## GIVEN DATA
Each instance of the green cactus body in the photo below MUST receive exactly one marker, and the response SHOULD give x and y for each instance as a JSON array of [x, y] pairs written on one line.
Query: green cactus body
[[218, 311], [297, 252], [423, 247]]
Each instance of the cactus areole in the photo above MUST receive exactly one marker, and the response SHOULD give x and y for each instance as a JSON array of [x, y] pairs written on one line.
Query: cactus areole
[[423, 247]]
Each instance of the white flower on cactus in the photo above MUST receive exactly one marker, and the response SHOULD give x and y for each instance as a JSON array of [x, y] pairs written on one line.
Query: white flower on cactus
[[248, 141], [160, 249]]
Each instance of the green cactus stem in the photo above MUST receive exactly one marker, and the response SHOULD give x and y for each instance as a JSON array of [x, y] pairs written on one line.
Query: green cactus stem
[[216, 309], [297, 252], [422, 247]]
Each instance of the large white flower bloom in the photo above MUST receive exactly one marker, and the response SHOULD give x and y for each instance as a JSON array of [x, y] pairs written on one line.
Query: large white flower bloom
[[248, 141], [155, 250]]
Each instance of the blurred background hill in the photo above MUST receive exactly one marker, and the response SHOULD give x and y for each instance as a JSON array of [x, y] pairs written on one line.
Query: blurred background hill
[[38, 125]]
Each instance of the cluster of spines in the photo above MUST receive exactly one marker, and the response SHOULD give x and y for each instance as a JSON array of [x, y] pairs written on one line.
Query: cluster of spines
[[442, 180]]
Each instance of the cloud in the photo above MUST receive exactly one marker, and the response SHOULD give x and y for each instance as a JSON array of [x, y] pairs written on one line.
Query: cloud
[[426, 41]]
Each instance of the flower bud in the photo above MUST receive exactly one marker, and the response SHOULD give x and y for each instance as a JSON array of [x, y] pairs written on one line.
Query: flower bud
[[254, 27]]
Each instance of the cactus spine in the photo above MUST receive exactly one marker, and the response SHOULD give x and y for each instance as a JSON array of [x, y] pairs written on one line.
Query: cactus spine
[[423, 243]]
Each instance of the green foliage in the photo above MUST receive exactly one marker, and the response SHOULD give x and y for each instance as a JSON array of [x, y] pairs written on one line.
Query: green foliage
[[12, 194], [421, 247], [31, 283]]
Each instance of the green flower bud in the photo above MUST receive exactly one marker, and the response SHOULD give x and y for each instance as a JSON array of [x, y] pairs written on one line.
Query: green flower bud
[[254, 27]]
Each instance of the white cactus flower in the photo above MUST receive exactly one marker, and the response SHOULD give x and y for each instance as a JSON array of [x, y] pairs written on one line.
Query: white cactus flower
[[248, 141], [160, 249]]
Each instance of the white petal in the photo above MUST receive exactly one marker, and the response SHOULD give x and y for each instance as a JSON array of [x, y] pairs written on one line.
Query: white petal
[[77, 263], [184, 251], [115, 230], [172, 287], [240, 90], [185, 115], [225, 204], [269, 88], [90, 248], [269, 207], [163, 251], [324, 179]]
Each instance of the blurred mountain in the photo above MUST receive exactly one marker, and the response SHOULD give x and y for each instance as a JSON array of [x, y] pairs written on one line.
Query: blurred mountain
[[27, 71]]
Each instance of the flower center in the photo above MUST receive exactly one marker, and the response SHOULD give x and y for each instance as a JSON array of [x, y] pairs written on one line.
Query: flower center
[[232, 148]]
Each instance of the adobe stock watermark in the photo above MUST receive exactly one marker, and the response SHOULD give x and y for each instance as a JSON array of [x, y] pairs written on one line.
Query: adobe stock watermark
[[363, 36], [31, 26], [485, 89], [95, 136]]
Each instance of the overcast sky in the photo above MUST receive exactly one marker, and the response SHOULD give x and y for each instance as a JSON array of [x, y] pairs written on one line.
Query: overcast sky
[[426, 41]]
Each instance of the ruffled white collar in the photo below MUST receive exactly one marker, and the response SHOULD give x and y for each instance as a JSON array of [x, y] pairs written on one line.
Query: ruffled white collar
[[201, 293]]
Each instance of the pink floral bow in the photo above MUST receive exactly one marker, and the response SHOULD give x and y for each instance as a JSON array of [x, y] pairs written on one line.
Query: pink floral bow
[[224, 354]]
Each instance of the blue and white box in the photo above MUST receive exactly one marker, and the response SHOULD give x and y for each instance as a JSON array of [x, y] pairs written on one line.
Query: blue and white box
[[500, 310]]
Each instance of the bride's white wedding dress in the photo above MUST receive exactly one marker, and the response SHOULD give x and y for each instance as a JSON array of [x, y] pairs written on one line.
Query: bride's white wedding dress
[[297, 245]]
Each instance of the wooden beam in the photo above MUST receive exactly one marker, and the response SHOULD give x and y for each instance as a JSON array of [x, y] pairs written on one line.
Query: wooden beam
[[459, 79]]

## TASK PROMPT
Rewrite every line of the material from the line containing "Each instance of the green foliage" through the line containing "[[363, 36], [31, 26], [485, 89], [95, 136]]", shifting each coordinate in the answers by -124 and leaving all other text unchanged.

## TASK ANSWER
Each instance of the green foliage in the photo above MUST receive exactly one marker, and the response SHOULD give x and y for each instance as a JSON array of [x, y] pairs written on one line.
Query: green foliage
[[-112, 70], [297, 123], [-93, 159]]
Each instance of the green flower bud in the photo above MUST receive exactly one marker, and the response SHOULD give x and y for each instance as a JSON array of [x, y] pairs written on one line.
Query: green flower bud
[[130, -97]]
Each instance of the white cactus flower in the photo above MUST receive exactly one marker, and the response SHOULD give x and y for each instance as a JSON array of [x, y] pairs written on one line.
Query: white cactus flower
[[124, 17], [36, 125]]
Each instance of the white petal in the photo above MUST receive exactly one marker, and the response SHOULD give x and y for each instance as a JSON array of [x, y] pairs written on one line.
Query: white petal
[[-47, 139], [60, 127], [-9, 106], [48, 163], [116, -34], [61, -9], [101, 80], [145, -36], [-34, 124], [145, 83], [39, 127], [200, 55]]
Each instance of the blurred mountain in the photo above MUST receive exactly one marker, and the response SHOULD give x and y for each instance as a JSON array of [x, y] pairs written on one line.
Query: blurred mountain
[[-97, -53]]
Each instance of the flower center in the photo above MUST receive exactly one marker, and the response SHOULD give x and y for each instance as a JSON array of [x, y] pairs written on one line.
Query: flower center
[[108, 24]]
Each instance of the adobe stock watermark in the photo above MUST receive exactly one marker, and the response SHOULD give x and y for each instance as a JSON array of [x, y] pairs written on one line.
Query: adobe stock watermark
[[239, -88], [-93, -98], [361, -35], [-29, 12]]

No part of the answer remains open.